> Trecho fornecido:
Você se considera uma pessoa feliz?
Extremamente feliz. Tenho 50 anos, com cara de 36. Quando tinha 36, tinha cara de 50. Hoje, não entro mais em um evento que não me traga conforto. O desconforto faz a gente sofrer e a pele enrugar. Envelhece.
Que outras conquistas você tem em mente?
Ser amigo dos meus filhos. Porque mãe e pai só valem para os filhos até os 14, 15 anos. Se for amigo deles, vou poder compartilhar uma vida inteira. Também quero fazer alianças com instituições que entendam de pessoas, de psicologia, de pedagogia. Consegui trocar a carência, que todos nós temos, de ser alguém em forma de cifrão. No mais, troquei os cifrões por neurônios. Sou reconhecido como uma pessoa inteligente e competente. Essa é uma conquista acadêmica e profissional.
Por que acha que o sofrimento ainda impera nas relações humanas?
Muitas pessoas não estão preparadas para novas escolhas. Nem aceitam maneiras diferentes de pensar. Por isso, precisam do alento, do sofrimento do outro para que o próprio sofrimento delas valha a pena.
O TEvEP também pode ser útil para cuidarmos melhor do meio ambiente?

> Registros:
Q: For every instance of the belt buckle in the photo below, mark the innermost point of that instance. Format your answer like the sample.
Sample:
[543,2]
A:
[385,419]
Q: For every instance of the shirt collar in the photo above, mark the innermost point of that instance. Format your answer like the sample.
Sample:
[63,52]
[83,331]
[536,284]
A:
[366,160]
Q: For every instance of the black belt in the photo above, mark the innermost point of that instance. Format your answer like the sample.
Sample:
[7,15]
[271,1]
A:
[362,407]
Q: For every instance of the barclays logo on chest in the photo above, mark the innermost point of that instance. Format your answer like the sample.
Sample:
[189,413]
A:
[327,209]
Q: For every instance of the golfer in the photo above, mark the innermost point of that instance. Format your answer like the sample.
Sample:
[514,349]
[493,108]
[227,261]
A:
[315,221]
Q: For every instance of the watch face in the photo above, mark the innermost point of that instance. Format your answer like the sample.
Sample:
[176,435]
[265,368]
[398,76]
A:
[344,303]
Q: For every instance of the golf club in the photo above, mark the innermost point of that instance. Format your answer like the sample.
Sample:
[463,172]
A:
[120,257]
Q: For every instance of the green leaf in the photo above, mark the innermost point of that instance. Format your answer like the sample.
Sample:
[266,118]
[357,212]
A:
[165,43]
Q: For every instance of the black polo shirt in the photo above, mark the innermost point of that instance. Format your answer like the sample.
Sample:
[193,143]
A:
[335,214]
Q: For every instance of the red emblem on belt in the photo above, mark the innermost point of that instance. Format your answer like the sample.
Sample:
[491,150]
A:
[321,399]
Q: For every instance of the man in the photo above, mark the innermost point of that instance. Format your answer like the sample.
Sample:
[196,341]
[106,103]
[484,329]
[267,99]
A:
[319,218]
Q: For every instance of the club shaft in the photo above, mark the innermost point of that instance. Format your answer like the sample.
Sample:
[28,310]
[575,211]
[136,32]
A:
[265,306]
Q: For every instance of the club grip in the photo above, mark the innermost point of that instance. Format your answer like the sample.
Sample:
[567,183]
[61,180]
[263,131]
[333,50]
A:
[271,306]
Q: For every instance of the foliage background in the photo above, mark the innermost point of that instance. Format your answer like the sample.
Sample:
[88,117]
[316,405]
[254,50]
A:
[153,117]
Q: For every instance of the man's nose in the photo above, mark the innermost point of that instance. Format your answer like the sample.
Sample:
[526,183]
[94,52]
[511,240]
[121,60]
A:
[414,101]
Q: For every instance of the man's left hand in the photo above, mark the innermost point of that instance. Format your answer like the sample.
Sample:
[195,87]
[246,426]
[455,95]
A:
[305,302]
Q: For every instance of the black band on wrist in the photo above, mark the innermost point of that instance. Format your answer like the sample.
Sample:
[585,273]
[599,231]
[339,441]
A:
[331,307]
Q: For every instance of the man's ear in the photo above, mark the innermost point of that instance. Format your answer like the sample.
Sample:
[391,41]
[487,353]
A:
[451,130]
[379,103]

> O que se pede: Continue a entrevista do trecho fornecido, começando logo depois da última pergunta apresentada.

> Resposta escrita:
Além de ser uma ferramenta de conscientização, é eficácia e eficiência. Aprender a usar melhor os recursos naturais, portanto, fica mais fácil. Qualquer pessoa que aprende a lavar melhor um copo, gastando menos água, por exemplo, está contribuindo com o meio ambiente. Você pensa maior e melhor. Automaticamente, é sustentável.
Que diferença há entre o Shana de ontem e o de hoje?
A espiritualidade. Hoje, sou outra pessoa. O TEvEP mudou por completo a minha vida. Não enfrento menos problemas que outras pessoas. Apenas aprendi a lidar melhor com eles e com a vida. E considero um privilégio ensinar as pessoas a encontrarem também os seus eixos.
Tem uma mensagem para os nossos leitores?
Com ou sem TEvEP, converse. Compartilhe seus sentimentos, seus desconfortos. E, mesmo numa situação de caos com outra pessoa, seja ela quem for, crie um mundo de conforto à sua volta. A água só é cristalina correndo. Se ela parar, apodrece e atrofia.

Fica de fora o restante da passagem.